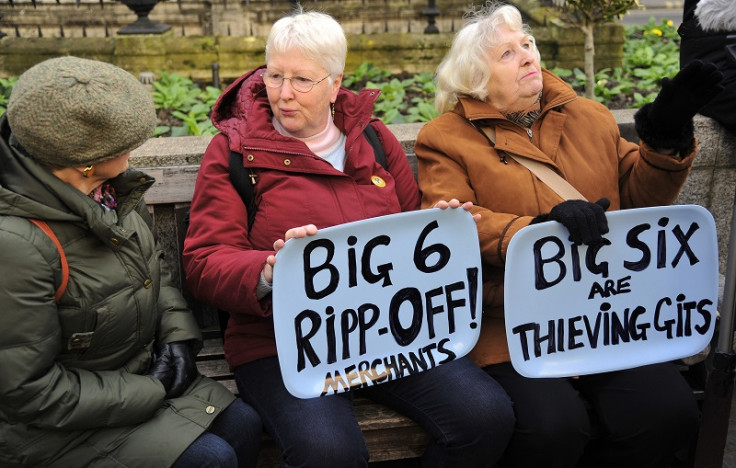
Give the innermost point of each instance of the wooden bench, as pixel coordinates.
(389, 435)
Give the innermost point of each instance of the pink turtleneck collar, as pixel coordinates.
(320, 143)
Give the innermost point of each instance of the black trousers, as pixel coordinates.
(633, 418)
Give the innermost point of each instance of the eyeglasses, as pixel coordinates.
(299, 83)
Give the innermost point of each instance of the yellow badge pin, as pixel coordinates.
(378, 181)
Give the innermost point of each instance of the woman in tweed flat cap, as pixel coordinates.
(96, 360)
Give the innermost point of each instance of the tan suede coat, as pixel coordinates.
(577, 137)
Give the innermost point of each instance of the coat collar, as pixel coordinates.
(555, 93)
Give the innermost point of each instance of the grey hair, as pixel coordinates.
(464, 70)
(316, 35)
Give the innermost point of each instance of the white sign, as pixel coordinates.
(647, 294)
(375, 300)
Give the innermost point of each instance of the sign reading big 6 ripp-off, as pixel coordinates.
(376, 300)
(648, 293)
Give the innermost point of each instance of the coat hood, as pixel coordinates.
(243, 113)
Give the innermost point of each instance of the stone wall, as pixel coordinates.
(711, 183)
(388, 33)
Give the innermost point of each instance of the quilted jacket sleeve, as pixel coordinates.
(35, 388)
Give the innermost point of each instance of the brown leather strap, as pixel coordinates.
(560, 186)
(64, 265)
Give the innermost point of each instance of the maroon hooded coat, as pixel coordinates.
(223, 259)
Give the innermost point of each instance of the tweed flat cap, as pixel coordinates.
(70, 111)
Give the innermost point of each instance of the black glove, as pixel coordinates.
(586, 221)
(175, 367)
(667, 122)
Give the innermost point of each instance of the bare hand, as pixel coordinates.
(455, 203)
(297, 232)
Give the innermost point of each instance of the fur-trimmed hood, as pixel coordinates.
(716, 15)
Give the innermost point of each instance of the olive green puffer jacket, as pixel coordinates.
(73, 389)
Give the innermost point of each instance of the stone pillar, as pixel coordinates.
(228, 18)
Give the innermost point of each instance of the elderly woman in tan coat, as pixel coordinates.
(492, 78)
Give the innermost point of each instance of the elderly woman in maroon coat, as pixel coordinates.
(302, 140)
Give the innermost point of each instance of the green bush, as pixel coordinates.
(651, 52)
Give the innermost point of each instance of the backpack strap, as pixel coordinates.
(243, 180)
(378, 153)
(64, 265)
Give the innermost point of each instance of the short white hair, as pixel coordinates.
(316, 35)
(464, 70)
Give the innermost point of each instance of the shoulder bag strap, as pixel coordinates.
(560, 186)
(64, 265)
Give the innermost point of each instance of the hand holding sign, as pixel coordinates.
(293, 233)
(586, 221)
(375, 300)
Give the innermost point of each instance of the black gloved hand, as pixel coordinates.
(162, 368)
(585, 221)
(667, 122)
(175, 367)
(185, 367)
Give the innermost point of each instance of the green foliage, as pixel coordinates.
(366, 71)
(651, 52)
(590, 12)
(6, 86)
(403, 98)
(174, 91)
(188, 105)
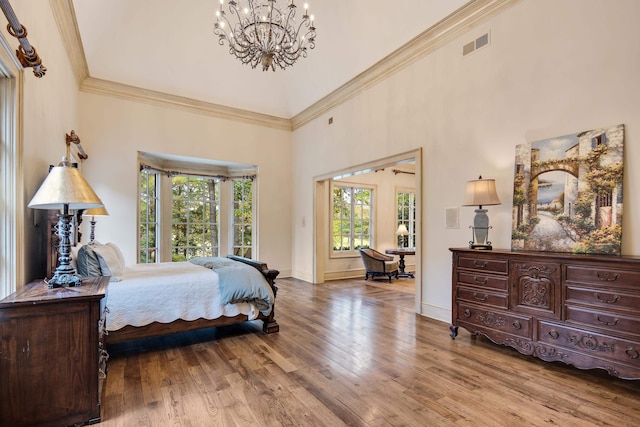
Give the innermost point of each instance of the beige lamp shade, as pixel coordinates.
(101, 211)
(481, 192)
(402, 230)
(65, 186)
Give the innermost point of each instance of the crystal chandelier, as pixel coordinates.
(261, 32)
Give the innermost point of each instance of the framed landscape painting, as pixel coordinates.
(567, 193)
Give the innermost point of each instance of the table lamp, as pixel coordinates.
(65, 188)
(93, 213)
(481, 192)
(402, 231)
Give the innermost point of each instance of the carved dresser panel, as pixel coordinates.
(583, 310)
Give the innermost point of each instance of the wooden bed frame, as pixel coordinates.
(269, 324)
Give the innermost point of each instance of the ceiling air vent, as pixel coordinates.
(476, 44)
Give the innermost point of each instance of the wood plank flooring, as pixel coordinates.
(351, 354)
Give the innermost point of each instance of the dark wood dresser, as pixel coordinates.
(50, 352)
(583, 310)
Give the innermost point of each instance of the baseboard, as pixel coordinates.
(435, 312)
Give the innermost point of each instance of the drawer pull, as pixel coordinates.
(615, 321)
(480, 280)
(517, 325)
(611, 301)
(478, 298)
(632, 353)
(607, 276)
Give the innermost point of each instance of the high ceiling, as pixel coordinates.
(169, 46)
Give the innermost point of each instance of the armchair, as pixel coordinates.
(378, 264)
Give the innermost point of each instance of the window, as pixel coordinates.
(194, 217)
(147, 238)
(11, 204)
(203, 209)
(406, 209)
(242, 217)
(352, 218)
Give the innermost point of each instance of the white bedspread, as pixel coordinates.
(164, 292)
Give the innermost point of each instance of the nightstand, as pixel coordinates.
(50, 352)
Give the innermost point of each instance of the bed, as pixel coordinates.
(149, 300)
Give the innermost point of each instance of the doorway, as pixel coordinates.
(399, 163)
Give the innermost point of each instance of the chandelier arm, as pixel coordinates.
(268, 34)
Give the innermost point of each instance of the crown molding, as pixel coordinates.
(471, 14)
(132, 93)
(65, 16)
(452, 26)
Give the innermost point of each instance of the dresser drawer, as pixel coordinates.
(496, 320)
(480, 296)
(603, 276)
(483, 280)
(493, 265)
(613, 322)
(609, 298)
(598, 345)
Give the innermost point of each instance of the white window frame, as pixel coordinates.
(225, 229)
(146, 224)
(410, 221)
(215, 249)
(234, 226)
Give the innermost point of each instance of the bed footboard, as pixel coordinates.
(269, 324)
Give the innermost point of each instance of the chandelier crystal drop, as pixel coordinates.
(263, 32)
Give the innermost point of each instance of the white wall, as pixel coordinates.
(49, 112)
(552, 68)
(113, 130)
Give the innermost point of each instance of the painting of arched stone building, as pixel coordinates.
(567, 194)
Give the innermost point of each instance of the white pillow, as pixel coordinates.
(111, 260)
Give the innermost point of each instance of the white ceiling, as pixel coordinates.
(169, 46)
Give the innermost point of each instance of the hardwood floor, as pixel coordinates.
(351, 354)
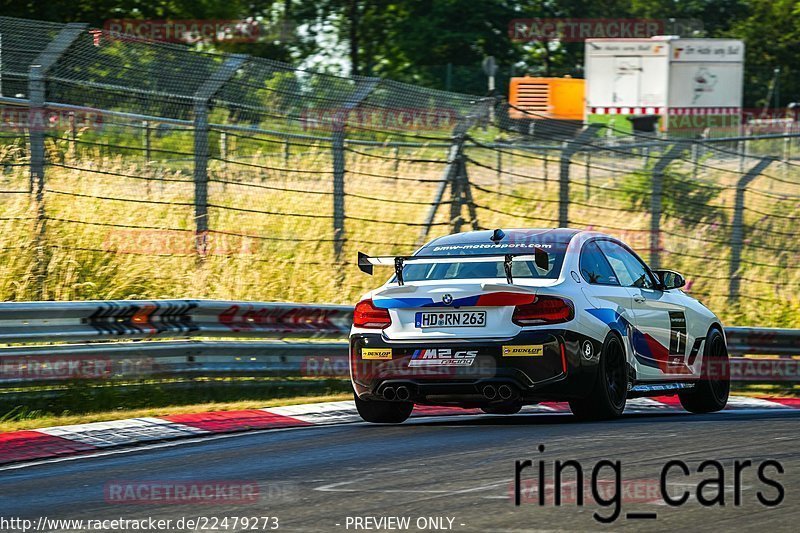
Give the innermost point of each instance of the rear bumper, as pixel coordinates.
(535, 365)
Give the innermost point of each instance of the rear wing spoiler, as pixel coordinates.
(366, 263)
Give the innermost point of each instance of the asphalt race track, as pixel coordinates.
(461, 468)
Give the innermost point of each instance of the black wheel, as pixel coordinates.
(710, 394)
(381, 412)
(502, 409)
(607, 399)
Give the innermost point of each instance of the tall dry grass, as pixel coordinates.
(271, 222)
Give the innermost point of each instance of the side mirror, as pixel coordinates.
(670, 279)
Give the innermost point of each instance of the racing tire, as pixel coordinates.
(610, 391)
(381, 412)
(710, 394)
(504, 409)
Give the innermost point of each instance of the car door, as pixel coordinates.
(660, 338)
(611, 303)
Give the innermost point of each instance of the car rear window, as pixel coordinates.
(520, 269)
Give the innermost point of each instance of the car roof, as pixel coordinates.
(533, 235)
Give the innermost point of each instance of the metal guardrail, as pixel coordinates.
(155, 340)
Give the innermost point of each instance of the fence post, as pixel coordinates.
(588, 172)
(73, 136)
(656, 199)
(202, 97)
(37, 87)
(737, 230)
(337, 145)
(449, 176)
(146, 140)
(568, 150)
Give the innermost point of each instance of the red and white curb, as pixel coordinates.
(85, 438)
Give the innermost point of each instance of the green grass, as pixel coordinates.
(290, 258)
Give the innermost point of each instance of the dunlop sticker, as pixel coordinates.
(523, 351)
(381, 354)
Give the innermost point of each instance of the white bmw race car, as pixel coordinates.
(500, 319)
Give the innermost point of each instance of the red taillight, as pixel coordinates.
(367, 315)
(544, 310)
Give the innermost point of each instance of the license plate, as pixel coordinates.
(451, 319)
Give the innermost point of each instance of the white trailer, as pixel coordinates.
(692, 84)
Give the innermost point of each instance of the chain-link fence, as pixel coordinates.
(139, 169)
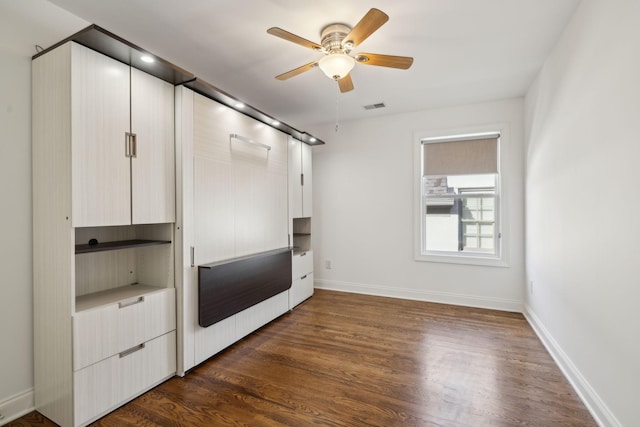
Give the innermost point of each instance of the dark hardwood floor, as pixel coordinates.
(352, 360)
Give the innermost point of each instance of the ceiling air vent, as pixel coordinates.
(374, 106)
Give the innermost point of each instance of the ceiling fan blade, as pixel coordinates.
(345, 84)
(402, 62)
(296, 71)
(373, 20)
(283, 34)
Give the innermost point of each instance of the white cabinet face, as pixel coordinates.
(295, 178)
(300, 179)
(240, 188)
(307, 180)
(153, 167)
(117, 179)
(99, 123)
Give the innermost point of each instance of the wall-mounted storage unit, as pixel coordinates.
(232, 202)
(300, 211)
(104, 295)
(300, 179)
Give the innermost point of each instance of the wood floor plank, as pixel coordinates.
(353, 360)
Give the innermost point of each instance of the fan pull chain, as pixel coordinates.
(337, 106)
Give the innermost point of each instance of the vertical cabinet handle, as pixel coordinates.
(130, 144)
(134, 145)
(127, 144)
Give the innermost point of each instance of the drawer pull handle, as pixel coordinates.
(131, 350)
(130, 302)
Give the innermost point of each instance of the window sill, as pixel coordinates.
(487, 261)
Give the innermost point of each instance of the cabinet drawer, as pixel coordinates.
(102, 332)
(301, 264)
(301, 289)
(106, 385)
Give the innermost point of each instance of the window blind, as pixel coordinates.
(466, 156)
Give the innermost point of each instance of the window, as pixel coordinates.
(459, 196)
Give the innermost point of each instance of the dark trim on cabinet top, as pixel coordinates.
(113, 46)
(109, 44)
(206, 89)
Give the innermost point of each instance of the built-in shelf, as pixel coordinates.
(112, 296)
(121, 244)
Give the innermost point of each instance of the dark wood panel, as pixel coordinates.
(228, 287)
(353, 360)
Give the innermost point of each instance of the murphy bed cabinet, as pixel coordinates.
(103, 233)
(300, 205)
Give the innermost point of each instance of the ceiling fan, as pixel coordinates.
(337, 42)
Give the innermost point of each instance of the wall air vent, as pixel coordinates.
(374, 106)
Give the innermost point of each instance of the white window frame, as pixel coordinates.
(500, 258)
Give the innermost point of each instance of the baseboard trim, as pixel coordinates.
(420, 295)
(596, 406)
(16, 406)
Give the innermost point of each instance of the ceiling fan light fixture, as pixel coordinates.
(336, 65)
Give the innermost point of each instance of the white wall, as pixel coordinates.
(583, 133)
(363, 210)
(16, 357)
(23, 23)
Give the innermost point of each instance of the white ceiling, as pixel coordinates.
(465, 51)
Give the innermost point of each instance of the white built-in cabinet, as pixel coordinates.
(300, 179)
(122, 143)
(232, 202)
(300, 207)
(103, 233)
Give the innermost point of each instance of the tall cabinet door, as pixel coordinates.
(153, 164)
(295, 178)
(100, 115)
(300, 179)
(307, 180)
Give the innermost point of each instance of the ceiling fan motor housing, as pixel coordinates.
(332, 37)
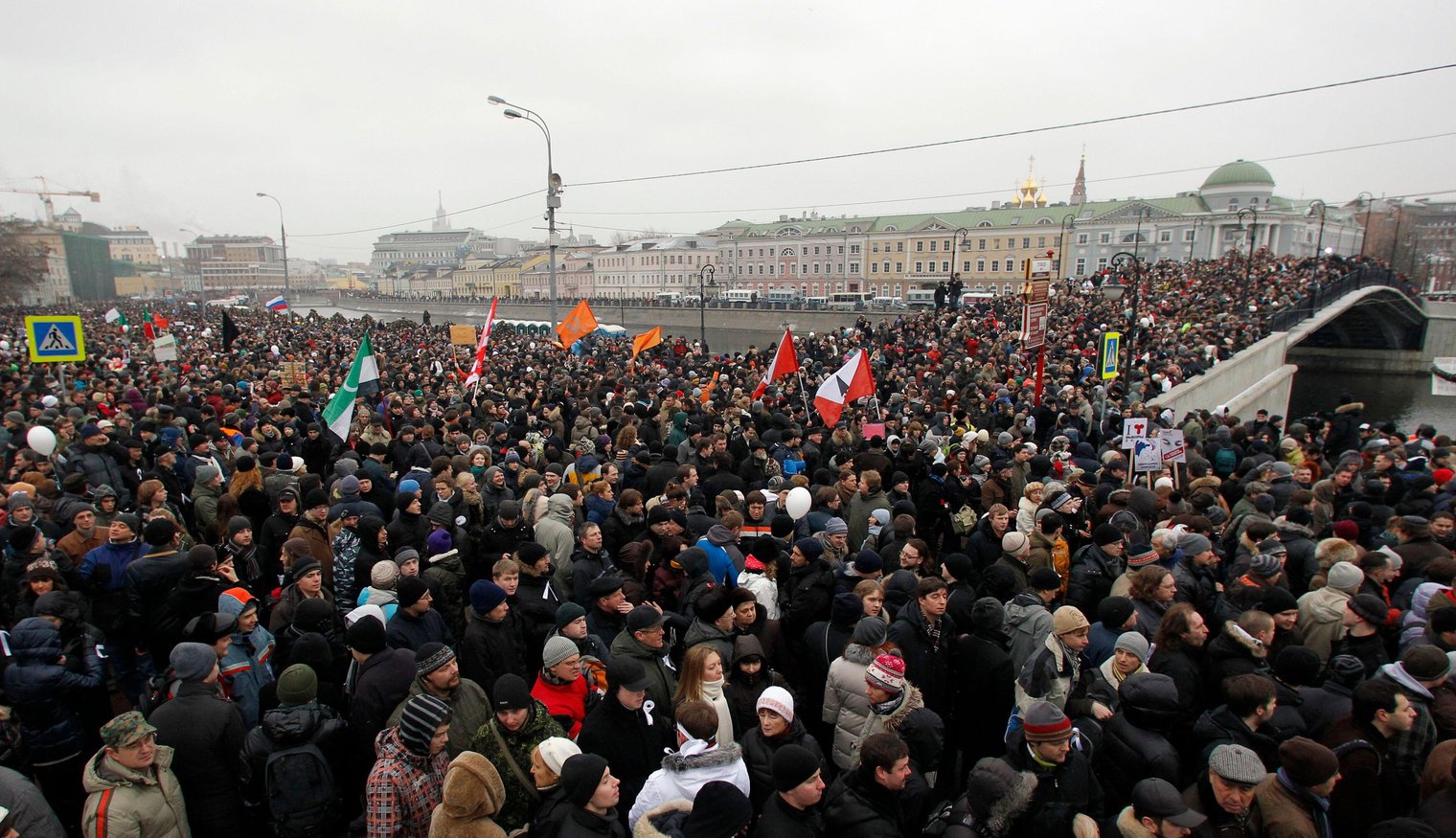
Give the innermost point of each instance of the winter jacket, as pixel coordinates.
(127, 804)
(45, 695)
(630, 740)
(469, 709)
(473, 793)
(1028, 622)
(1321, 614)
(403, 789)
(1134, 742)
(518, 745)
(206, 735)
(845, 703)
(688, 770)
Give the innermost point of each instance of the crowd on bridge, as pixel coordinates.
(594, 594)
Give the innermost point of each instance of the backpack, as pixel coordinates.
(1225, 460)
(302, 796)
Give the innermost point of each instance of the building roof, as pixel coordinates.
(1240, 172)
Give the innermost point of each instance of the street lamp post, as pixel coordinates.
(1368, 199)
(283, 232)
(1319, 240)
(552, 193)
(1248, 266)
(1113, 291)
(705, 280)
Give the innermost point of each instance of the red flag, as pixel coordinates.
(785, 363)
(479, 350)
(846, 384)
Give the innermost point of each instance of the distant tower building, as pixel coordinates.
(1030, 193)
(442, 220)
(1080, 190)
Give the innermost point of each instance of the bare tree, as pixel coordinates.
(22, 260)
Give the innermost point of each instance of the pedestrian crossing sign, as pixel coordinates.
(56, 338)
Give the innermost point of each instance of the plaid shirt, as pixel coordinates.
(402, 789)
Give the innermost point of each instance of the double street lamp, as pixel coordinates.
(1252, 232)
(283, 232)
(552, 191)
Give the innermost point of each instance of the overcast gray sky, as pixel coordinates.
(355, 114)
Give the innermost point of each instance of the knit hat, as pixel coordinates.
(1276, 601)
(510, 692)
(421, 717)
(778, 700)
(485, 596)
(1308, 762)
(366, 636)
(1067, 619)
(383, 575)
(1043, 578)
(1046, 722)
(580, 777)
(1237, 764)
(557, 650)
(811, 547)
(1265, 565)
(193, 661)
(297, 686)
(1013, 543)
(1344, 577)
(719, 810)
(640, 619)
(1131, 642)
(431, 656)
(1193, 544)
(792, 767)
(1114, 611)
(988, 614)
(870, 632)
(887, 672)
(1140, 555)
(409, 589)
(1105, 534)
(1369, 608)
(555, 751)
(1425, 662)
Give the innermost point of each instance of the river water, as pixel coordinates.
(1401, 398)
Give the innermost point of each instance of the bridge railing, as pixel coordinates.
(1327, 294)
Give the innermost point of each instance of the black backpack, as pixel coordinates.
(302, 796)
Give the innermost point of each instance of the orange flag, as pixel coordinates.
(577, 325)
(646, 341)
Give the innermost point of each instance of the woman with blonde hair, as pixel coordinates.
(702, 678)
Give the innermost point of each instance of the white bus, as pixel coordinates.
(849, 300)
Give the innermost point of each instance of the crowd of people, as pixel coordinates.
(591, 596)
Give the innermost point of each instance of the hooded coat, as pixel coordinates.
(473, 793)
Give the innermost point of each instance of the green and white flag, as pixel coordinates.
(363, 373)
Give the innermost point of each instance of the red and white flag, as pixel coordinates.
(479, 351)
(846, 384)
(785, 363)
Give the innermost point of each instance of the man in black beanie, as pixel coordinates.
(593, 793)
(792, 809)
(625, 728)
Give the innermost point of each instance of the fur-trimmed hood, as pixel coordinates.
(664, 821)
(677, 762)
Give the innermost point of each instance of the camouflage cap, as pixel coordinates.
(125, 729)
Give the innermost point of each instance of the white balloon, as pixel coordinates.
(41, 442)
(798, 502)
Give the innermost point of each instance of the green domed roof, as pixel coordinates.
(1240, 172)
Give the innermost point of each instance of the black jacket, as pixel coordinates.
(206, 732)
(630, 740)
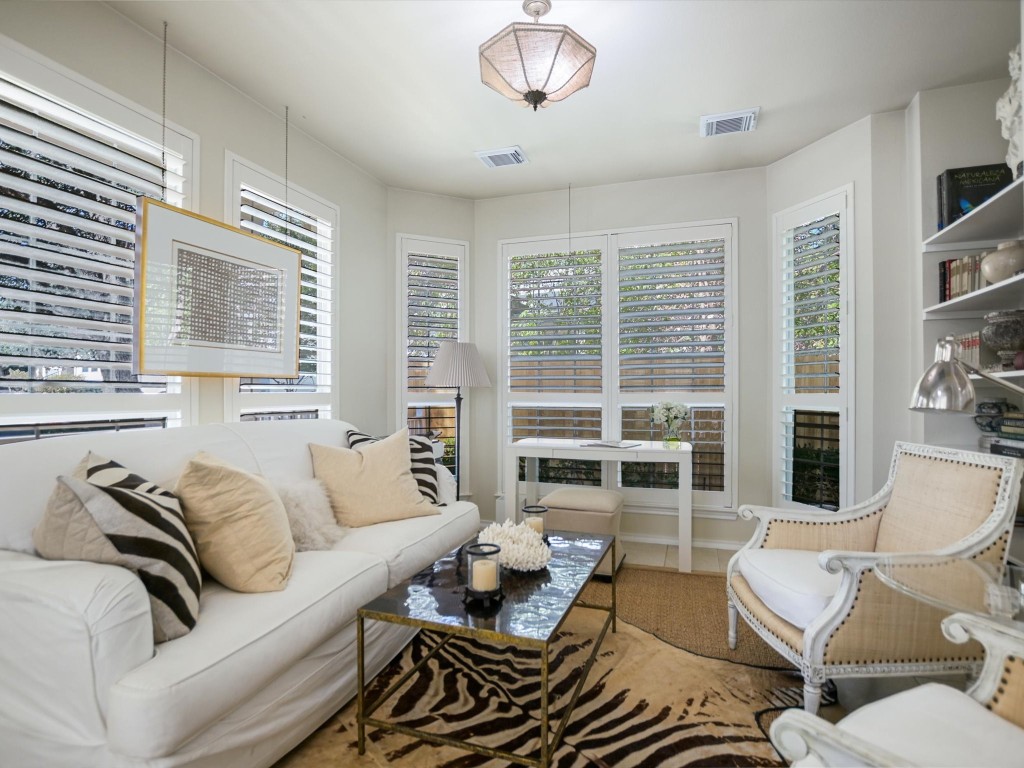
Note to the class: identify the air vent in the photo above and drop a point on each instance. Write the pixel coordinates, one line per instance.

_ _ _ _ _ _ _

What is being asked | Format as a numbered list, with blank lines omitted, the lines of the listing starting with the one that contains "Give the innermost point of each instance of the double" and going on through the one that contains "(1401, 398)".

Response |
1. Give the innermost point of each instance of the double street lamp, as pixel coordinates.
2. (1252, 232)
3. (283, 232)
4. (552, 191)
5. Give the innermost point of each instance of the overcast gray sky, as pixel coordinates.
6. (355, 114)
7. Give the innermost point of each instance of the knit hat, as pixel coordinates.
8. (1276, 601)
9. (510, 692)
10. (421, 717)
11. (778, 700)
12. (485, 596)
13. (1308, 762)
14. (366, 636)
15. (1067, 619)
16. (383, 575)
17. (1043, 578)
18. (1046, 722)
19. (580, 777)
20. (1237, 764)
21. (557, 650)
22. (811, 547)
23. (1265, 565)
24. (193, 661)
25. (297, 686)
26. (1013, 543)
27. (1344, 577)
28. (719, 810)
29. (640, 619)
30. (1131, 642)
31. (431, 656)
32. (1193, 544)
33. (792, 767)
34. (1114, 611)
35. (988, 614)
36. (870, 632)
37. (887, 672)
38. (1140, 555)
39. (409, 589)
40. (1105, 534)
41. (1369, 608)
42. (555, 751)
43. (1425, 662)
44. Give the innermost point of each instance of the river water, as pixel coordinates.
45. (1401, 398)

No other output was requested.